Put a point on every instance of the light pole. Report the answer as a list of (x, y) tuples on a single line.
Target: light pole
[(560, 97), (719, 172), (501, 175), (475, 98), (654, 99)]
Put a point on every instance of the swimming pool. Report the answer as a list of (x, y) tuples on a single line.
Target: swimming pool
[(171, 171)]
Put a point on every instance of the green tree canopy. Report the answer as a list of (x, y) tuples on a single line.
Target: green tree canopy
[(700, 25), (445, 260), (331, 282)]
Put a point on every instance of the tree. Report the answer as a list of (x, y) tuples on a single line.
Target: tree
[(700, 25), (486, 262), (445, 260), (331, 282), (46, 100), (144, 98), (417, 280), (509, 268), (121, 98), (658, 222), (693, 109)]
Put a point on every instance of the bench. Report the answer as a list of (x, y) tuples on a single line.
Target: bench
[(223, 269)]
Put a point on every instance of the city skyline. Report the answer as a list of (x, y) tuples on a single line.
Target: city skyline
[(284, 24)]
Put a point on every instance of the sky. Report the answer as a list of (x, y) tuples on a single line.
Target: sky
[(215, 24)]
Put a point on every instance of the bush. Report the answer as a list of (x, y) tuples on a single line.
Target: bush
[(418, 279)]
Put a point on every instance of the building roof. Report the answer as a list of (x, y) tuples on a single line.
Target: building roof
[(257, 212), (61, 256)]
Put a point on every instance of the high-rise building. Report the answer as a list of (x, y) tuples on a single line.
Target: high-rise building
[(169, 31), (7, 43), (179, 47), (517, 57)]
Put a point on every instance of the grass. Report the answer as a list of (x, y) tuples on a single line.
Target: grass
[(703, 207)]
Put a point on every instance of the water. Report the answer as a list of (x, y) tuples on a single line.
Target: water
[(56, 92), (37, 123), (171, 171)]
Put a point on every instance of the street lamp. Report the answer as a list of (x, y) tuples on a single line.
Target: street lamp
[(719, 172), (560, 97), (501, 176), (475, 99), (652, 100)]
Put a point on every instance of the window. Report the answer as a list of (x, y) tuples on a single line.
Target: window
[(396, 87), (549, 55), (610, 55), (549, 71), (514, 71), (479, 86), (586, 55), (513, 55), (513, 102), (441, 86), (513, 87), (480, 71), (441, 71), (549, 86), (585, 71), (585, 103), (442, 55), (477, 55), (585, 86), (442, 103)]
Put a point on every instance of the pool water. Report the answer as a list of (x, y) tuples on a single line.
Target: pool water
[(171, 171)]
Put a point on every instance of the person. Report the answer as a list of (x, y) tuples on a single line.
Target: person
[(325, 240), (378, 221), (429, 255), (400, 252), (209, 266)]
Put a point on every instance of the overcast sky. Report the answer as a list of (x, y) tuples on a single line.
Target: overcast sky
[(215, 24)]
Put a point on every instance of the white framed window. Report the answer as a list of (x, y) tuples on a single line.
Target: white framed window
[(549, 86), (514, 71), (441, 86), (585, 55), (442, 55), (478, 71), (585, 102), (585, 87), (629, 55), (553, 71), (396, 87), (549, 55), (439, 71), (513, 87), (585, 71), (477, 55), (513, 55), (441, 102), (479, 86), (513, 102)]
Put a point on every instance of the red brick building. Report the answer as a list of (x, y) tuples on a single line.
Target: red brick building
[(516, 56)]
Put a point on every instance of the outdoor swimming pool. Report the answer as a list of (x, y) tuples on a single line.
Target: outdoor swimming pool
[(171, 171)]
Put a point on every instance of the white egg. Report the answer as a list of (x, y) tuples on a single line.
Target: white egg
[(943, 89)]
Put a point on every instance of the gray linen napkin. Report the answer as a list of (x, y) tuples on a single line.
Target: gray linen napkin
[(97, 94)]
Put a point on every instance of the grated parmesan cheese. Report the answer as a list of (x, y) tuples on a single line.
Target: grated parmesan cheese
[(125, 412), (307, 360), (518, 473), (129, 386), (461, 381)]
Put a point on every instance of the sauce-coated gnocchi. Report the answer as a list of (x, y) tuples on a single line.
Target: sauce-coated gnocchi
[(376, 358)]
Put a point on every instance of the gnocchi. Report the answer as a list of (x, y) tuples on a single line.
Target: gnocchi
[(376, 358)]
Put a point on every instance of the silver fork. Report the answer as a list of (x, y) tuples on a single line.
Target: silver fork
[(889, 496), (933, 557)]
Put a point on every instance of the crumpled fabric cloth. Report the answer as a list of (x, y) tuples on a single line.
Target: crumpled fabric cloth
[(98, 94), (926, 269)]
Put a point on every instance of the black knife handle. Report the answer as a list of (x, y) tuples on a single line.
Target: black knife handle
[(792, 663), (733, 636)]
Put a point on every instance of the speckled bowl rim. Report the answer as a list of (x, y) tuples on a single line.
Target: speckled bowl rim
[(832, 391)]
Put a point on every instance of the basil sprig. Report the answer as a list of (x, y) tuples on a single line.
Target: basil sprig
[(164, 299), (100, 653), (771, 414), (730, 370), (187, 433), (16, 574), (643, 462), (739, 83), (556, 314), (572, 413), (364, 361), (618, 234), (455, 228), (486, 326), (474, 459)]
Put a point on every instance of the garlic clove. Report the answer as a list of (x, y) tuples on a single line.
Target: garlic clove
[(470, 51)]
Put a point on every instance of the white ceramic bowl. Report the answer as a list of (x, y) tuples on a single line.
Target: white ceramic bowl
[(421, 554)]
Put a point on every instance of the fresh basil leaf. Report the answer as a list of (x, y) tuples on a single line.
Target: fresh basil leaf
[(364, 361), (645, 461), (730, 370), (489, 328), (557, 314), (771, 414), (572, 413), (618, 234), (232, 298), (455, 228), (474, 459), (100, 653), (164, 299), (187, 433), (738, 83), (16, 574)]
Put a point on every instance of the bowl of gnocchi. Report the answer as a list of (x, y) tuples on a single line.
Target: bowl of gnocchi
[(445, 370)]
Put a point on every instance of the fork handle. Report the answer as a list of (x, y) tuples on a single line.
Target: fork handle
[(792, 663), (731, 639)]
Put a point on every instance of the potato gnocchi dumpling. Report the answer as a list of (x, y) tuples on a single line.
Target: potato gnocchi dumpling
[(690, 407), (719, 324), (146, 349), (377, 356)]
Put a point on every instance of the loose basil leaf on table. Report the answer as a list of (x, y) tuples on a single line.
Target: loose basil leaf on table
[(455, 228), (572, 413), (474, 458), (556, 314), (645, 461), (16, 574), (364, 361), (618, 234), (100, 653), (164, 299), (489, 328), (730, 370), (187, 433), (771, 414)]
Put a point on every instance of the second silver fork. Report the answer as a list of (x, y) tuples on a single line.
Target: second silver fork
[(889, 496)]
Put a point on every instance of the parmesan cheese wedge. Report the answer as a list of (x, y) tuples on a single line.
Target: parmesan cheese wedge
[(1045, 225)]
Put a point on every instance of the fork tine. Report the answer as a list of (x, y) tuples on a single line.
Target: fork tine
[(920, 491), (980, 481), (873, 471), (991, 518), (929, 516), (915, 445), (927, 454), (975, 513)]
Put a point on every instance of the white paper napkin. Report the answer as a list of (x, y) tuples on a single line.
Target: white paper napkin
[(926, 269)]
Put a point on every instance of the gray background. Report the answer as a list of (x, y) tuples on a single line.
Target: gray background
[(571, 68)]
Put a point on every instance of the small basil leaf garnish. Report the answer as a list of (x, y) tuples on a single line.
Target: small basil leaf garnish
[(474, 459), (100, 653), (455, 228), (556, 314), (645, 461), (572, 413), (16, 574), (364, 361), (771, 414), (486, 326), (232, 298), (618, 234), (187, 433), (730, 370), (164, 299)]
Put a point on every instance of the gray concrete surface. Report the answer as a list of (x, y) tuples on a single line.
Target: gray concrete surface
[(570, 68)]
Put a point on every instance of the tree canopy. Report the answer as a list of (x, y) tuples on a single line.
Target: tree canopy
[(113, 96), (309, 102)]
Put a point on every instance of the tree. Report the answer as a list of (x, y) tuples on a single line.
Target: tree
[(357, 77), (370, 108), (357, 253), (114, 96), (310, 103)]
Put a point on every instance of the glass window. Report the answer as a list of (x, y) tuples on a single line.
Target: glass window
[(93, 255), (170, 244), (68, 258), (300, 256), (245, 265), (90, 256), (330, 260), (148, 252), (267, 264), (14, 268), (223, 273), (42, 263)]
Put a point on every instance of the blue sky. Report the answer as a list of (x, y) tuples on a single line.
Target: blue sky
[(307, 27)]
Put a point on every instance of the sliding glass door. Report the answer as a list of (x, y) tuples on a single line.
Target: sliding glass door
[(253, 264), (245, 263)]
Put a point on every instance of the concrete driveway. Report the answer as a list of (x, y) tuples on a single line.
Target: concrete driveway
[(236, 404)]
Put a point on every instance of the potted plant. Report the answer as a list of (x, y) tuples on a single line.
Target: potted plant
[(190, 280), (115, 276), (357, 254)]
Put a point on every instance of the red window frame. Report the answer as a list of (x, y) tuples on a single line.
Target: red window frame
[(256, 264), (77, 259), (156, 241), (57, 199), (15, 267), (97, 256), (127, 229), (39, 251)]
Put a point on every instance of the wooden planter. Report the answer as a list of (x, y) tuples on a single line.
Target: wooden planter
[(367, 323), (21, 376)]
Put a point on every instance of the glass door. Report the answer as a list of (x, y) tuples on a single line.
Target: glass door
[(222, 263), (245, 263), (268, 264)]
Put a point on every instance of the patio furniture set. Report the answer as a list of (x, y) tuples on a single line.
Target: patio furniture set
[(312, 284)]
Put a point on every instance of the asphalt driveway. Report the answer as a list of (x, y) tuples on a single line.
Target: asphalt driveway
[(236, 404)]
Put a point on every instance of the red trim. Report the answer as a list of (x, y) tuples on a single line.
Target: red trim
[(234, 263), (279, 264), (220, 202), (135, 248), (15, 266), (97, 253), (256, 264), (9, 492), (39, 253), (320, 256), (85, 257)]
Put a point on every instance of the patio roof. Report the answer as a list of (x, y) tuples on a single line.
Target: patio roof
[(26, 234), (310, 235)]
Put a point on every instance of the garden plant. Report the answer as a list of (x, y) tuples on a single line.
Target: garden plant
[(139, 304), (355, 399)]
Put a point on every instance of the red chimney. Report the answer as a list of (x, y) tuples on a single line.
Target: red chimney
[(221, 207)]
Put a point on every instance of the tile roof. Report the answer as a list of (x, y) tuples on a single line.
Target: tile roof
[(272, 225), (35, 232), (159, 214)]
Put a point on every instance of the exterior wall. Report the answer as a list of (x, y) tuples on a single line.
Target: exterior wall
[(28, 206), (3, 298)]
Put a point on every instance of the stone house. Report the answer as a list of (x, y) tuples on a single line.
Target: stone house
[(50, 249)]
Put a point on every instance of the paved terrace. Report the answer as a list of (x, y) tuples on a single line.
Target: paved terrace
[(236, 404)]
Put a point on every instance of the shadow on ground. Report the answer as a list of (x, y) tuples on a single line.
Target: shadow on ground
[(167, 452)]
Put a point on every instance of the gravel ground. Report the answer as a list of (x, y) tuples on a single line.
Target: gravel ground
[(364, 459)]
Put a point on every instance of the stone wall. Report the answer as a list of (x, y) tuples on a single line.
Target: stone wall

- - -

WHAT YOU ARE ASKED TO DO:
Each line in the listing above from the one containing "Target: second silver fork" through the one containing "Put a point on every instance of the glass window." should be repeated exactly, and no other line.

ANSWER TO THIS PROBLEM:
Target: second silver fork
[(889, 496)]
Put a point on every instance of the parmesan cheese wedge. Report the answer as a list of (x, y) tuples on a single line.
Target: parmesan cheese wedge
[(1045, 225)]
Put a point on every instance of the fork tine. Report the answer as a list of (x, y) tuples on a single line.
Target: fork tine
[(920, 491), (980, 481), (873, 471), (991, 518), (929, 516), (915, 445), (927, 454), (975, 513)]
Put a point on every instance of the white paper napkin. Report the answer as a list of (x, y) tuples on a single line.
Target: white paper napkin
[(926, 269)]
Put a point on every instance of the gray background. Report the answer as a list of (x, y) tuples on a single line.
Target: gray background
[(571, 68)]
Put a point on every instance of the small basil leaf garnish. Report the answer as a list of (x, y) tuples on a single line.
Target: small basil leaf garnish
[(474, 459), (100, 653), (455, 228), (556, 314), (645, 461), (572, 413), (16, 574), (364, 361), (771, 414), (486, 326), (232, 298), (618, 234), (187, 433), (730, 370), (164, 299)]
Put a point on every instance of the gray concrete surface. Report the answer as a list of (x, y) tuples on a single line.
Target: gray concrete surface
[(570, 68)]
Put a point on every instance of the tree canopy. Report the answer as a list of (x, y) tuples on a single line.
Target: tree canopy
[(113, 96), (309, 102)]
Put a point on every instance of the tree. Report the answer as a list of (x, y) tuples on a single line.
Target: tree
[(357, 77), (370, 108), (357, 253), (114, 96), (310, 103)]
Put a point on every instance of the glass window. Report the answer as a list of (x, y) tuples on a single line.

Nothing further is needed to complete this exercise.